[EXERCISE MATERIALS]

▼

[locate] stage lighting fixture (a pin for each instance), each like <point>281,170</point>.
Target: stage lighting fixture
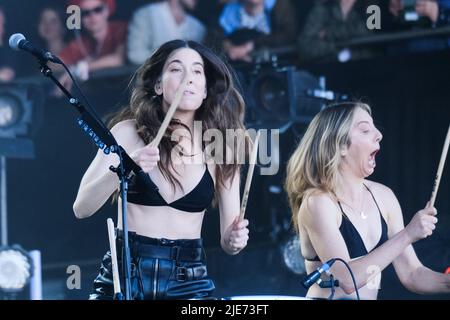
<point>15,110</point>
<point>15,269</point>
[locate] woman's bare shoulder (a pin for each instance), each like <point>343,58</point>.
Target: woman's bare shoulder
<point>379,189</point>
<point>124,125</point>
<point>317,202</point>
<point>126,134</point>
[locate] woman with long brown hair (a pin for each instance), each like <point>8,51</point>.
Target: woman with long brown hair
<point>168,260</point>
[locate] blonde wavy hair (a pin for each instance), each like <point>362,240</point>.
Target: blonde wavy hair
<point>314,164</point>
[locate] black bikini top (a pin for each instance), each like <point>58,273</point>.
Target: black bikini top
<point>144,192</point>
<point>355,244</point>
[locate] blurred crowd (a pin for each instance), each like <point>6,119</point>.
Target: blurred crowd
<point>312,31</point>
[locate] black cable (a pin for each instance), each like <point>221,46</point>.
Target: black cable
<point>333,288</point>
<point>351,274</point>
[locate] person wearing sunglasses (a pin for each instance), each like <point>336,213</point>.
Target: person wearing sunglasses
<point>155,23</point>
<point>99,45</point>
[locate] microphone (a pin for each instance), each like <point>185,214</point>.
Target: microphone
<point>313,277</point>
<point>18,42</point>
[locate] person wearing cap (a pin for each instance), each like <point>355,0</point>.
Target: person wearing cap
<point>101,43</point>
<point>155,23</point>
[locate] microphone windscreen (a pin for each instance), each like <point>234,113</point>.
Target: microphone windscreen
<point>15,39</point>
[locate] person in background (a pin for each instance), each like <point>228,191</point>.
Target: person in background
<point>249,25</point>
<point>156,23</point>
<point>329,24</point>
<point>101,43</point>
<point>437,14</point>
<point>51,30</point>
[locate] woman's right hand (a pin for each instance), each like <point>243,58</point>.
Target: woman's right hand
<point>147,158</point>
<point>422,224</point>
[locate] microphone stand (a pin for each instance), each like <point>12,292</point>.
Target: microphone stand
<point>105,141</point>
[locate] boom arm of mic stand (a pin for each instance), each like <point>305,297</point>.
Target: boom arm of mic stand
<point>104,139</point>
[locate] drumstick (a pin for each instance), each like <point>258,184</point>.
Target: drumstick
<point>248,181</point>
<point>171,111</point>
<point>112,245</point>
<point>437,180</point>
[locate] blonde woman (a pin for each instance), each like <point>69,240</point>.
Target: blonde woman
<point>341,214</point>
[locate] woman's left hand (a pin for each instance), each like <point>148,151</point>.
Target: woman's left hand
<point>236,236</point>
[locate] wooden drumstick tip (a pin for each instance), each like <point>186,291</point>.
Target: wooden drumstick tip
<point>112,245</point>
<point>437,180</point>
<point>253,159</point>
<point>173,107</point>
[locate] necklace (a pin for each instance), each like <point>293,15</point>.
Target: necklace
<point>359,212</point>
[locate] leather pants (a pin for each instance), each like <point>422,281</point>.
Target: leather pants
<point>160,269</point>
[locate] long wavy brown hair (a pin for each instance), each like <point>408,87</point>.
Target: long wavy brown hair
<point>223,108</point>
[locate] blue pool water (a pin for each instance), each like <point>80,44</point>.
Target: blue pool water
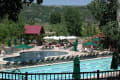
<point>102,64</point>
<point>92,65</point>
<point>34,55</point>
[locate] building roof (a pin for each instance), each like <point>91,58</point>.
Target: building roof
<point>34,29</point>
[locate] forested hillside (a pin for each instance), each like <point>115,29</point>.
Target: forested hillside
<point>40,13</point>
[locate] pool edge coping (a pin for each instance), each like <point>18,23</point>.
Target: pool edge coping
<point>49,64</point>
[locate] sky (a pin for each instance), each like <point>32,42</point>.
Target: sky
<point>66,2</point>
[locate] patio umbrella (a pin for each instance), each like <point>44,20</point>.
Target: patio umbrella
<point>59,41</point>
<point>90,43</point>
<point>96,39</point>
<point>9,43</point>
<point>15,42</point>
<point>23,46</point>
<point>75,45</point>
<point>76,69</point>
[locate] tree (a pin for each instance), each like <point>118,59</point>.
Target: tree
<point>73,21</point>
<point>12,8</point>
<point>11,30</point>
<point>108,24</point>
<point>89,29</point>
<point>55,18</point>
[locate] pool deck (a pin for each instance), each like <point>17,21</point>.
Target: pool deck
<point>39,48</point>
<point>12,68</point>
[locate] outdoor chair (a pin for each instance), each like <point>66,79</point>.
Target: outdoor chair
<point>62,58</point>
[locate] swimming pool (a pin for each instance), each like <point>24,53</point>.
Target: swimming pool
<point>102,64</point>
<point>34,55</point>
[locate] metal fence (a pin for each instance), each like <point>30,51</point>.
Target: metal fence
<point>98,75</point>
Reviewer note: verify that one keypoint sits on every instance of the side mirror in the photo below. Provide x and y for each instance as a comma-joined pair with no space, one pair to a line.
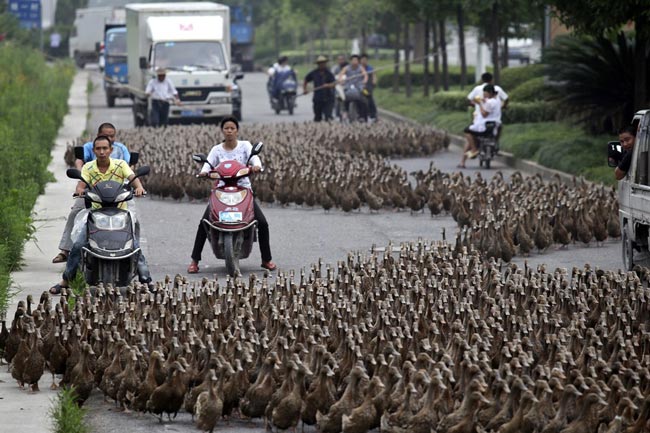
200,157
614,153
142,171
135,157
79,152
257,149
73,173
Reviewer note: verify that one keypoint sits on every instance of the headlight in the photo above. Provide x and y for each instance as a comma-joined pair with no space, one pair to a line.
231,198
93,197
110,222
122,196
219,100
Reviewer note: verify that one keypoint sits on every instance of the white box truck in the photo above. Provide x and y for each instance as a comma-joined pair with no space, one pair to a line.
192,42
88,33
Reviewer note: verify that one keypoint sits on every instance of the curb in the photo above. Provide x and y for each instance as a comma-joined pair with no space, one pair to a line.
21,410
507,158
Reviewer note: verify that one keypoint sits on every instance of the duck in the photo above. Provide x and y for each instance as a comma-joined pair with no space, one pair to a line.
35,361
149,383
351,398
208,406
82,379
287,413
320,397
168,397
258,395
367,416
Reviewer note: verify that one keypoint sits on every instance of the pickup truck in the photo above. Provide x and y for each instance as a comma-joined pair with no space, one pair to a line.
634,193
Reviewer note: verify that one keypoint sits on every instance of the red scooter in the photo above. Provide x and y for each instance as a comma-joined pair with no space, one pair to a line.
231,223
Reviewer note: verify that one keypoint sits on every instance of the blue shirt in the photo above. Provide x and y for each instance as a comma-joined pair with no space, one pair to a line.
119,152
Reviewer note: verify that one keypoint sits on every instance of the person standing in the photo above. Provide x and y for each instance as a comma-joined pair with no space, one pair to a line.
119,151
161,90
370,87
324,82
238,150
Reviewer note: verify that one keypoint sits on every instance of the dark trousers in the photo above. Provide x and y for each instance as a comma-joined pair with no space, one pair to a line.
323,109
262,235
159,112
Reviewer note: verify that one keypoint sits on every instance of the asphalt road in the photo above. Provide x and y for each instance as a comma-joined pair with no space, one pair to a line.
299,236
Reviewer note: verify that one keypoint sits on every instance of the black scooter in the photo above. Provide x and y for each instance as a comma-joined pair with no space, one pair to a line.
110,255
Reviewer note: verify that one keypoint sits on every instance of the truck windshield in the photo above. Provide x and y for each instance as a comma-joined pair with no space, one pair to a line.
177,55
115,45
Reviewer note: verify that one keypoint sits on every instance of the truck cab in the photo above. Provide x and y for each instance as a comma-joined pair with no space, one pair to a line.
115,66
192,42
634,195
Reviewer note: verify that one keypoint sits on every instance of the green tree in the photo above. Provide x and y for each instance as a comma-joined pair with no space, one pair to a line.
598,17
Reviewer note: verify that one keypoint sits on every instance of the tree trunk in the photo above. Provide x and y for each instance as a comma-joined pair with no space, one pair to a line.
504,54
443,50
396,58
460,17
495,41
425,84
436,59
407,57
641,89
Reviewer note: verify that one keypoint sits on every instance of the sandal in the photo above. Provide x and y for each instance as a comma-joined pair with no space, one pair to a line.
193,268
60,258
269,265
56,289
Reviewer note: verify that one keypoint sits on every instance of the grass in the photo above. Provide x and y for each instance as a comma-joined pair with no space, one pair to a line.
33,97
67,416
558,145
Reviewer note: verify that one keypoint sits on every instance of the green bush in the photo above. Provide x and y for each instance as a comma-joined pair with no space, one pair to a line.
451,101
33,101
510,78
67,416
385,77
529,112
532,90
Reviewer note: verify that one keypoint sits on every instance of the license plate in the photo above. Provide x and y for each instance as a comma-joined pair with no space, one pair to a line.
192,113
230,217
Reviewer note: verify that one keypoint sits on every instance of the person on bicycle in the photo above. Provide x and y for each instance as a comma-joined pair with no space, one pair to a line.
354,78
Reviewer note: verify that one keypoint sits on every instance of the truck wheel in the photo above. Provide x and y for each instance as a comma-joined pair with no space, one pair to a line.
232,262
628,251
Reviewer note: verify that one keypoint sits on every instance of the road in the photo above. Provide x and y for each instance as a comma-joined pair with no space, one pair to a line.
299,236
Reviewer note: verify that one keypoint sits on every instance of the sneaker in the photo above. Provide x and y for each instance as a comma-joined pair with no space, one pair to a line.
269,265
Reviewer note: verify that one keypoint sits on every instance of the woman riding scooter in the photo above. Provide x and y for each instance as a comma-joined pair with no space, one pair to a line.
233,149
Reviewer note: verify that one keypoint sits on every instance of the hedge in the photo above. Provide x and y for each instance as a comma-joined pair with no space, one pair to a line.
385,77
33,101
534,89
510,78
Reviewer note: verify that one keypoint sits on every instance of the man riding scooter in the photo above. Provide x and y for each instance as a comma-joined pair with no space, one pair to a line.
104,168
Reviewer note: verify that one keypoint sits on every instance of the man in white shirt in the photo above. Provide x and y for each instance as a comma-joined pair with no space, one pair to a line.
476,95
161,91
489,111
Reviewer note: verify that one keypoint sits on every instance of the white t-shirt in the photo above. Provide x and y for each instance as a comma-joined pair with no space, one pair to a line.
278,68
163,90
493,108
478,92
240,153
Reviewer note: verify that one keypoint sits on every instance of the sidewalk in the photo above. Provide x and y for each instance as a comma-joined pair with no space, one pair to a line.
21,410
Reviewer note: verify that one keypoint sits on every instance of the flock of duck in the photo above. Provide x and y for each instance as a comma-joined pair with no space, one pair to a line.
423,337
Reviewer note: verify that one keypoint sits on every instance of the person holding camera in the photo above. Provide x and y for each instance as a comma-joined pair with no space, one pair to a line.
626,136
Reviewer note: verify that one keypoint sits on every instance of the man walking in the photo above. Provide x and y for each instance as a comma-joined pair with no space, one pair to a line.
161,90
324,82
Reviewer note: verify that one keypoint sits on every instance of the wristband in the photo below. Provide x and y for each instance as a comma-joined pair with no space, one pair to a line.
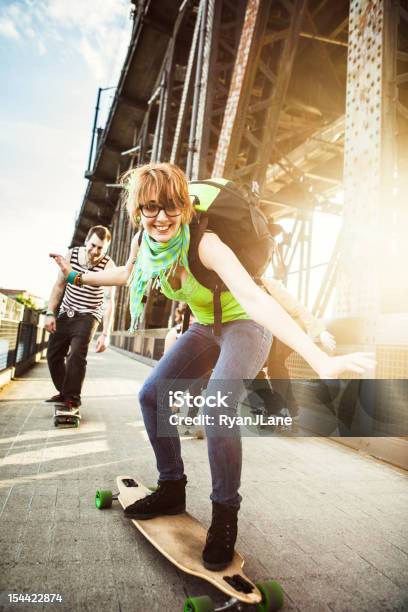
71,277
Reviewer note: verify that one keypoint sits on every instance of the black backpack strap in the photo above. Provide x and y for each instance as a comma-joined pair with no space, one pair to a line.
186,319
217,311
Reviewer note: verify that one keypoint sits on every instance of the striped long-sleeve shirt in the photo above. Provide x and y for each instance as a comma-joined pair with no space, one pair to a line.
84,299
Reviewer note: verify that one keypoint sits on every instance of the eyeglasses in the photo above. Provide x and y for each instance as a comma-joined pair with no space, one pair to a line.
151,210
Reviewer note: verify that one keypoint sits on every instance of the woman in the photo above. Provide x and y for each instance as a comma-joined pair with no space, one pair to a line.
157,196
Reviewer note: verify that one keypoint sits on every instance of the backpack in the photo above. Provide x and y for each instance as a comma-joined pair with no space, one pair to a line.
233,213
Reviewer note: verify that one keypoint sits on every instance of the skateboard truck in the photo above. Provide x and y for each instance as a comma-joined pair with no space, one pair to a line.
181,538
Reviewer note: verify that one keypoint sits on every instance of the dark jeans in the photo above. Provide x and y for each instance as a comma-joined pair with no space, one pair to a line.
237,354
73,335
278,372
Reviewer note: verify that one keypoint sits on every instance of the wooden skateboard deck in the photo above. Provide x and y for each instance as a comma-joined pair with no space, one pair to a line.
65,417
181,538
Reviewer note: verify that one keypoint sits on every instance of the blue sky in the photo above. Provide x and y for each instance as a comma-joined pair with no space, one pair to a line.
55,54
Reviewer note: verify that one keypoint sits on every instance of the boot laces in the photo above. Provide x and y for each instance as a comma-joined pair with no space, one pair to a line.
221,531
153,497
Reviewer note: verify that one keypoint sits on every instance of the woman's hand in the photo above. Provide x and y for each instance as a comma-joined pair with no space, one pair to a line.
327,340
333,367
63,264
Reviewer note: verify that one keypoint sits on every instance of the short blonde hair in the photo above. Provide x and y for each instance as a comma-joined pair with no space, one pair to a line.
163,181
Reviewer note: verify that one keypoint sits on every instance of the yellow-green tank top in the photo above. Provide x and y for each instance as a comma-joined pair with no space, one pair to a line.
200,300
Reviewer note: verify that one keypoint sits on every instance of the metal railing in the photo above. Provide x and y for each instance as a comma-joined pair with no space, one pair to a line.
23,338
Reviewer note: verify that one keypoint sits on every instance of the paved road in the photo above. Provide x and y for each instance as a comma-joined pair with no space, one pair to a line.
328,522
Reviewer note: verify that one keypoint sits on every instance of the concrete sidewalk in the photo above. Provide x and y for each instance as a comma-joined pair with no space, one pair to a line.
328,523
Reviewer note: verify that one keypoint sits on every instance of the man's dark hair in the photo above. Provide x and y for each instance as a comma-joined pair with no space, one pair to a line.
101,231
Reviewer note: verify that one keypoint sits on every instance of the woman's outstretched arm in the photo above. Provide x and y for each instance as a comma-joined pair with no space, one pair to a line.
265,310
106,278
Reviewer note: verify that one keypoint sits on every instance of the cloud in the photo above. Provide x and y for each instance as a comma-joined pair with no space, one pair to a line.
96,31
8,29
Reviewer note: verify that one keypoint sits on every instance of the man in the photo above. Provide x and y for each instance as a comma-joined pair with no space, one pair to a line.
73,316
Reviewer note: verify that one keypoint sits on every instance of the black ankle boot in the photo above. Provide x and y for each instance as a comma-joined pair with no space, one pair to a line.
222,534
169,498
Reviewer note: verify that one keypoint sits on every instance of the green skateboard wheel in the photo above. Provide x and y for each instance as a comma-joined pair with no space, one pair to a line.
199,604
272,596
103,499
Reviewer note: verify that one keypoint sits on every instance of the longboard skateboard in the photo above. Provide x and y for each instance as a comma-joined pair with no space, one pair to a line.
181,538
65,417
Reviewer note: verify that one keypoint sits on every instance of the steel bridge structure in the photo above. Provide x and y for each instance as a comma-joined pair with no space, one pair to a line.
308,98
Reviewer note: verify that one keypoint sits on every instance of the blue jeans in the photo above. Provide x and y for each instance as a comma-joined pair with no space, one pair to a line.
239,353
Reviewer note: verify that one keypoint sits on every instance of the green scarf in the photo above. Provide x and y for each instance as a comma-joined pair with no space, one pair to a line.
156,260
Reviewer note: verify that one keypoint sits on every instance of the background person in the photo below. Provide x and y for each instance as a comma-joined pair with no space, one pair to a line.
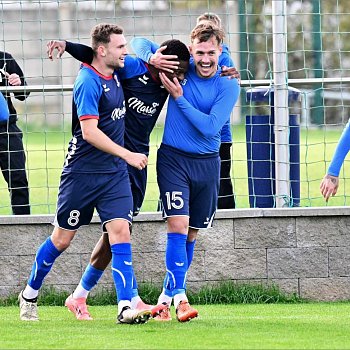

▲

[PROBLEM DESCRIPTION]
The line containing "[locate] woman's bare" marks where the copy ends; print every line before it from the start of the records, and that line too, but no pictures.

[EXERCISE OUTPUT]
[locate] stage lighting fixture (a pin for each instance), each like <point>281,170</point>.
Target: stage lighting fixture
<point>15,110</point>
<point>15,269</point>
[locate] woman's bare shoulder (a pin for each instance), each like <point>343,58</point>.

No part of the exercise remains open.